Problem to work on => Given the listing below, output exactly the line containing "panel and report the position of each." and every line after it through the end.

Provided information =>
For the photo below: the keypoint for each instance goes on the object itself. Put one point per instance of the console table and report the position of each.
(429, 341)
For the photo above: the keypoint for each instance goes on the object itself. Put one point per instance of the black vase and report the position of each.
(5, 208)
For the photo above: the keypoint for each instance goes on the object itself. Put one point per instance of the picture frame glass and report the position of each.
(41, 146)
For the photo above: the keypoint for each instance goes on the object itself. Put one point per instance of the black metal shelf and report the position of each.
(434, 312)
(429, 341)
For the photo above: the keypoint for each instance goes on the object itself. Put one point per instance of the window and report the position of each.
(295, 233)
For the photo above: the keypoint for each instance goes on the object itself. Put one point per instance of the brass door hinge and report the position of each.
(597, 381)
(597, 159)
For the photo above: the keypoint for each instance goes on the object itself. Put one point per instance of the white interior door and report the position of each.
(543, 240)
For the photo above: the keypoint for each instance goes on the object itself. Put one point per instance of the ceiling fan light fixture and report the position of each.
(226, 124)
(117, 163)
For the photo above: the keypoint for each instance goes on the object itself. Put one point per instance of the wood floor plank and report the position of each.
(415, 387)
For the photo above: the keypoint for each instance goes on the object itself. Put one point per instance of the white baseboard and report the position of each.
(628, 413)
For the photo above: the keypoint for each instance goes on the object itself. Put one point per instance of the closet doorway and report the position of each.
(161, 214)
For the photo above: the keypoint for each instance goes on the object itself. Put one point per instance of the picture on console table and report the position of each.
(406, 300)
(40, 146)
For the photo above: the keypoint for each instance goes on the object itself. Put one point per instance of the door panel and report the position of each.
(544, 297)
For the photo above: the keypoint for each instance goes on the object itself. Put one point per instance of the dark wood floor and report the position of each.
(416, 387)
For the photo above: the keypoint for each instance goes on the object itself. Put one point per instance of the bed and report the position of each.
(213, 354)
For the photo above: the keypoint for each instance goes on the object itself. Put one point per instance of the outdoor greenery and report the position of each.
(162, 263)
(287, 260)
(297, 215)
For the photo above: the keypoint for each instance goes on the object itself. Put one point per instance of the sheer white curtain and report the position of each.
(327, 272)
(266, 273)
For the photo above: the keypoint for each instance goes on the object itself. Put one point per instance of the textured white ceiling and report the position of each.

Response for this exercise =>
For the photo above: the keypoint for each instance goes on the object itself. Put one point per instance of the door panel and report the position of each.
(544, 297)
For the photo above: the keypoint for each instance goes on the object itself. Put one point per instance of the dark wood floor and report the position of each.
(416, 387)
For the photo above: the keypoint for each instance goes on the object itself. Put one point per instance of the bed and report the position of each.
(213, 354)
For the photo above: the keypoint for each instance goes on the object itself. Put one point per instance of the outdoor greenery and report the position of each.
(162, 263)
(287, 260)
(297, 215)
For the photo above: the keypoint for each instance goes on the object itself. Put one point per instance of the sheer white curtain and report the position of each.
(327, 272)
(266, 273)
For the photo above: the keypoint for each instance goes on the object itself. Put one point per instance of the textured white ceiling and report the position of each.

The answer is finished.